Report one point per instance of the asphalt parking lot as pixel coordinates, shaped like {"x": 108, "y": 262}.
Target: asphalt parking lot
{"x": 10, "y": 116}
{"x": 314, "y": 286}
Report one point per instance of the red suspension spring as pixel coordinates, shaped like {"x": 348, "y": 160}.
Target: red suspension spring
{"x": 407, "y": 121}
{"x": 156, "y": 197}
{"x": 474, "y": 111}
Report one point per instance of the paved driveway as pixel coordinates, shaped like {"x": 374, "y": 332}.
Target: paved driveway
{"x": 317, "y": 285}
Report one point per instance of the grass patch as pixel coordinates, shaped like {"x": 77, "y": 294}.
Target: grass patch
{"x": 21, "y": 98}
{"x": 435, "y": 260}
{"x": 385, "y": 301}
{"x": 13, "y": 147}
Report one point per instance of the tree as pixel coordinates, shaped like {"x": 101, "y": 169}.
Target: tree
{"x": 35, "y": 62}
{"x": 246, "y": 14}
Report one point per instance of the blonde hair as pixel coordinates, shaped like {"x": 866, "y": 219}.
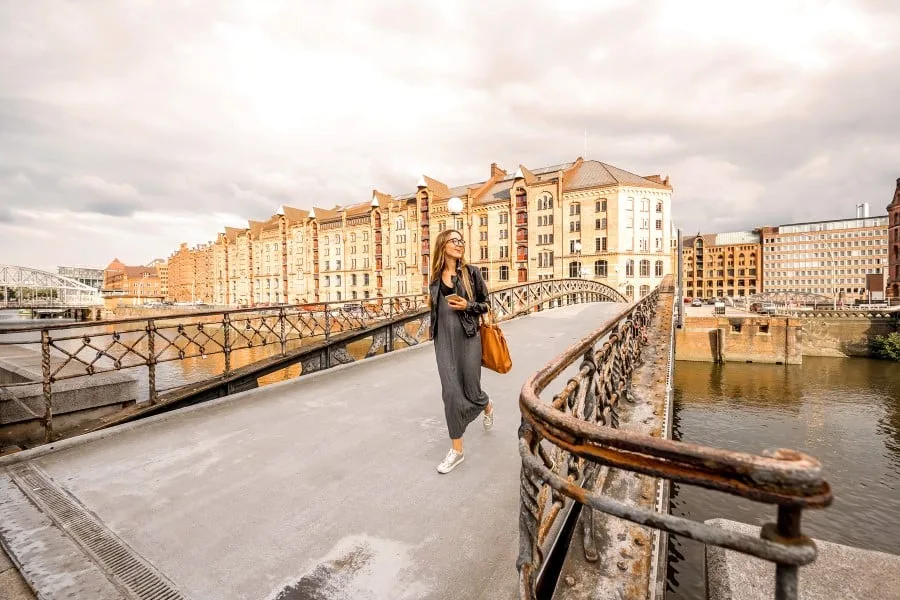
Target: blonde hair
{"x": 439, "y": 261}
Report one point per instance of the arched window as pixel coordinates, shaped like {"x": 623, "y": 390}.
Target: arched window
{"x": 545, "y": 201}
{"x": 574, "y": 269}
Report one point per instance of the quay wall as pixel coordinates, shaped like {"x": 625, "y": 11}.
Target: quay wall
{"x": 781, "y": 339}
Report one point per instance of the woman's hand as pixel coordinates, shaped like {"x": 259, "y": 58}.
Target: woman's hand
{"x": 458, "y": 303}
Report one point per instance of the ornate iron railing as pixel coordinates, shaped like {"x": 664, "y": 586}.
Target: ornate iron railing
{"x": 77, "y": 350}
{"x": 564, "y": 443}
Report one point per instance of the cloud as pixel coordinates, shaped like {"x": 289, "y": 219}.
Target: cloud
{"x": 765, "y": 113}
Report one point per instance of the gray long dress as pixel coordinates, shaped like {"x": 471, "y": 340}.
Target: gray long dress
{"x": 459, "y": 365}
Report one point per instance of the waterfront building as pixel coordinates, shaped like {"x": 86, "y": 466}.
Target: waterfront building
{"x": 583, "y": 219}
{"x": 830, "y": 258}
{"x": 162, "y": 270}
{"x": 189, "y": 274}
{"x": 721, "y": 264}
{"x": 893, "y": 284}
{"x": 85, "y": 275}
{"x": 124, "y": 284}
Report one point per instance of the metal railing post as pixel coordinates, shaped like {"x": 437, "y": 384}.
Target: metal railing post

EXERCISE DETAILS: Output every line of the items above as a JSON list of strings, one string per line, with blank lines left out. Leave the pictures out.

WRITTEN RESPONSE:
[
  "Report one point per instance of the asphalt parking lot as pixel coordinates, shaped like {\"x\": 108, \"y\": 262}.",
  "Target: asphalt parking lot",
  "{\"x\": 10, \"y\": 116}",
  "{\"x\": 314, \"y\": 286}",
  "Report one point per instance of the red suspension spring as pixel coordinates, shaped like {\"x\": 348, \"y\": 160}.",
  "Target: red suspension spring",
  "{\"x\": 407, \"y\": 121}",
  "{\"x\": 156, \"y\": 197}",
  "{\"x\": 474, \"y\": 111}",
  "Report one point per instance of the paved driveway as pixel coordinates, shaped like {\"x\": 374, \"y\": 332}.",
  "Target: paved driveway",
  "{\"x\": 317, \"y\": 285}",
  "Report one point per instance of the grass patch as pixel coordinates, shaped like {\"x\": 77, \"y\": 294}.",
  "Target: grass patch",
  "{\"x\": 21, \"y\": 98}",
  "{\"x\": 435, \"y\": 260}",
  "{\"x\": 385, \"y\": 301}",
  "{\"x\": 13, \"y\": 147}",
  "Report one point per instance of the tree as pixel coordinates, shaped like {\"x\": 101, \"y\": 169}.",
  "Target: tree",
  "{\"x\": 35, \"y\": 62}",
  "{\"x\": 246, \"y\": 14}",
  "Report one point per instance of the blonde hair as pixel coordinates, shaped like {\"x\": 866, \"y\": 219}.",
  "Target: blonde hair",
  "{\"x\": 439, \"y\": 261}",
  "Report one point per instance of the arched window as pixel coordinates, shaped like {\"x\": 623, \"y\": 390}.",
  "Target: arched window",
  "{\"x\": 545, \"y\": 201}",
  "{\"x\": 574, \"y\": 269}",
  "Report one point per instance of the quay wall as pixel coordinates, shaped like {\"x\": 625, \"y\": 11}.",
  "Target: quay wall",
  "{\"x\": 781, \"y\": 339}",
  "Report one point per instance of the woman's hand as pixel coordinates, shaped like {\"x\": 259, \"y\": 58}.",
  "Target: woman's hand",
  "{\"x\": 458, \"y\": 303}",
  "Report one point per instance of the ornate iron railing as pixel coordinates, shaped like {\"x\": 664, \"y\": 586}.",
  "Target: ornate iron railing",
  "{\"x\": 77, \"y\": 350}",
  "{\"x\": 564, \"y\": 443}",
  "Report one point per instance of the cloud as pixel coordinates, shaped like {\"x\": 289, \"y\": 219}.",
  "Target: cloud",
  "{\"x\": 765, \"y\": 113}",
  "Report one point per instance of the gray long dress as pixel coordinates, shaped like {\"x\": 471, \"y\": 340}.",
  "Target: gray long dress",
  "{\"x\": 459, \"y\": 365}",
  "Report one point per instance of the waterfront building as pixel coordinates, shaped like {\"x\": 86, \"y\": 466}.",
  "Target: waterfront building",
  "{\"x\": 583, \"y\": 219}",
  "{\"x\": 830, \"y\": 258}",
  "{\"x\": 162, \"y\": 270}",
  "{\"x\": 189, \"y\": 274}",
  "{\"x\": 721, \"y\": 264}",
  "{\"x\": 893, \"y\": 284}",
  "{\"x\": 85, \"y\": 275}",
  "{\"x\": 124, \"y\": 284}",
  "Report one point per instance of the metal railing post as pixel coordinates, shaped like {\"x\": 437, \"y\": 384}.",
  "Target: metal railing post"
]